PROBLEM STATEMENT
Repeat the records. Each line must match exactly.

TASK MATERIAL
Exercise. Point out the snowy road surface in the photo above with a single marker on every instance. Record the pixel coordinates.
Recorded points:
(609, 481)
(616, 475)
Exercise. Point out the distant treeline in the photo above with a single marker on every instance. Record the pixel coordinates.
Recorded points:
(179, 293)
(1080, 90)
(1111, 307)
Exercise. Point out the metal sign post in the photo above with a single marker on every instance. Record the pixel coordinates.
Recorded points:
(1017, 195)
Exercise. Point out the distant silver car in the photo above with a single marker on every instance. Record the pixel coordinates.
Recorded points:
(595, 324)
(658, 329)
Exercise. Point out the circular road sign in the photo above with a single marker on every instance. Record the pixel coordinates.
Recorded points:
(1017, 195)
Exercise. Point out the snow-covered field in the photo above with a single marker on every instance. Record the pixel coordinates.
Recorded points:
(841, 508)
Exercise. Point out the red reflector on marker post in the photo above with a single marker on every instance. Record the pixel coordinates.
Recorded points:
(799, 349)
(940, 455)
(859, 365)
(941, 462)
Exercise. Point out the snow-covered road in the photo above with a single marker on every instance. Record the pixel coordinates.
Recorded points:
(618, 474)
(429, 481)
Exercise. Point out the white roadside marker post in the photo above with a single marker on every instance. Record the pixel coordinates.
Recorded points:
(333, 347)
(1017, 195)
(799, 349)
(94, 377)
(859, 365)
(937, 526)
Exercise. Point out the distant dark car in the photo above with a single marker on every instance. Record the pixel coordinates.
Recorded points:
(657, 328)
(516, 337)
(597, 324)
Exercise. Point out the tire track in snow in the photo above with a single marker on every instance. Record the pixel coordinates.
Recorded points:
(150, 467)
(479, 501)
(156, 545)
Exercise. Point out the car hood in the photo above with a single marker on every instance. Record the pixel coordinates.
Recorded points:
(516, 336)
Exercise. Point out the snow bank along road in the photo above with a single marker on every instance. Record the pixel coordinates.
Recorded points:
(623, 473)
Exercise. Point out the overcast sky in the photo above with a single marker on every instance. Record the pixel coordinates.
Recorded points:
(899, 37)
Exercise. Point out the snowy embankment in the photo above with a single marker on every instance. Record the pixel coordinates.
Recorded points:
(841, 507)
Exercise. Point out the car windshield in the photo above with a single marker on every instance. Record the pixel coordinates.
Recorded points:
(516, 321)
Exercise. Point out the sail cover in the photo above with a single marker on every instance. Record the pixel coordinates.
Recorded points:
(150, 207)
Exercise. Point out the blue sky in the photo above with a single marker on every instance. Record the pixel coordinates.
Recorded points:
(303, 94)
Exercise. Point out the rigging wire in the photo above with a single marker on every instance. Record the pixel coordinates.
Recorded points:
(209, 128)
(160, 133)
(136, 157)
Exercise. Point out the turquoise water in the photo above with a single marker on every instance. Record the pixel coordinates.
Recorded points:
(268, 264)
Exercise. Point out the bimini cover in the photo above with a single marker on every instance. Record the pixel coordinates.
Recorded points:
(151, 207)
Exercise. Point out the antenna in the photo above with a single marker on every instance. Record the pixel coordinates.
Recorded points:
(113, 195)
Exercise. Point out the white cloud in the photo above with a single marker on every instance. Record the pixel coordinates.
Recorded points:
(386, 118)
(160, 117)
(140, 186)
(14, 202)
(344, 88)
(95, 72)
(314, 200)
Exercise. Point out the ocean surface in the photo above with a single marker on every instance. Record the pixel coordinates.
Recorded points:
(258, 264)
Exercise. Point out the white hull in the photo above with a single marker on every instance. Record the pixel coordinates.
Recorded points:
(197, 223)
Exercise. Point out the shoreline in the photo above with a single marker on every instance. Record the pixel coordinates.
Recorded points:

SOLUTION BELOW
Exercise. Point out the snowy road surface in the photo above with a single marker on every instance. Record the pixel coordinates.
Recorded points:
(609, 481)
(616, 475)
Exercise. Point out the distant treeline in the photo above with a single marker on every instance. Record the pixel coordinates.
Recorded points:
(179, 293)
(1080, 90)
(1111, 307)
Exercise. Point out the metal sign post in the photo above with a single marker on every instance. Record the pixel coordinates.
Recorded points:
(1017, 195)
Exercise. Point out the distant silver car in the photo above with a single marker on every instance. Record the pixel coordinates.
Recorded points:
(595, 324)
(658, 329)
Exercise. Point out the circular road sign in the photo above with a single marker on every instance. Record the pixel coordinates.
Recorded points:
(1017, 195)
Exercise. Point out the snow-covered field in the photo above with a single marker on every instance. Record the pixel coordinates.
Recorded points:
(841, 508)
Exercise. Point out the red reflector on marker post in the photo above with a single marker on every instance. Record the pixel coordinates.
Recorded points:
(799, 349)
(940, 455)
(859, 365)
(941, 462)
Exercise. Point out the snow-covered road in the photo above with a single marker on every instance. Record the pixel coordinates.
Recorded points:
(618, 474)
(429, 481)
Exercise. Point out the white roadside marker post in the photo above with a single marker on every instance. Record the pixel coordinates.
Recorded points:
(333, 347)
(1017, 195)
(799, 349)
(94, 377)
(859, 365)
(937, 526)
Exercise. Point out the distant dark car in the photo above with a single marker on every instance. Record the pixel coordinates.
Recorded points:
(657, 328)
(516, 337)
(597, 324)
Exercise. Point out the tire track in snow in the photo above with a single marker on every instance. Record the pixel coordinates.
Recorded points:
(150, 467)
(479, 501)
(156, 545)
Exercise. Point out the car hood in the photo above with a single marker on every instance. Record the pixel coordinates.
Recorded points:
(516, 336)
Exercise. Point out the snow bank along road in the photo above with a single marker on every instance. Record the pixel coordinates.
Recorded points:
(623, 473)
Exercise. Point out the overcast sky in the photo above with a single marker on every instance. Record the pixel coordinates.
Recorded points:
(899, 37)
Exercise. Point out the snowy embankment in the photo above with a single marker on every instance. Record the pixel coordinates.
Recorded points:
(841, 507)
Exercise. Point out the car windshield in the photo above with a single marker on every instance. Record the pixel coordinates.
Recorded points:
(516, 321)
Exercise. Point out the sail cover in the photo above with a single marker on every instance. Record the pixel coordinates.
Recorded points:
(150, 207)
Exercise. Point out the blue sky in the photo above with a single marker on every instance. Record the pixel coordinates.
Recorded points:
(303, 94)
Exercise. Point out the rigging wire in the photo above with a single marker on every instance. Record the pixel coordinates.
Recorded points:
(209, 128)
(160, 133)
(136, 157)
Exercise. Point out the turquoise water in the photo above with a single marker on every instance. Record the pixel coordinates.
Recorded points:
(268, 264)
Exercise. Point out the bimini cover in the photo above with a single marker on every instance. Record the pixel coordinates.
Recorded points:
(151, 207)
Exercise. Point out the antenna in the photo above with a single marker on every instance. Record the pixel coordinates.
Recorded points:
(113, 195)
Exercise. Point out the white cloud in the photo above with a single marker on every instance. Record the pixel coordinates.
Recorded points:
(386, 118)
(160, 117)
(140, 186)
(14, 202)
(344, 88)
(95, 72)
(314, 200)
Exercise. Point out the ocean surface in the photo above with a single marker on every instance. Record the pixel coordinates.
Recorded points:
(258, 264)
Exercise. Point out the white hull in the photo above with a single marker on every instance. Record the pixel coordinates.
Recorded points:
(197, 223)
Exercise. Point out the shoreline in the photo above with a single marker on every instance. Record the pixel coordinates.
Recorded points:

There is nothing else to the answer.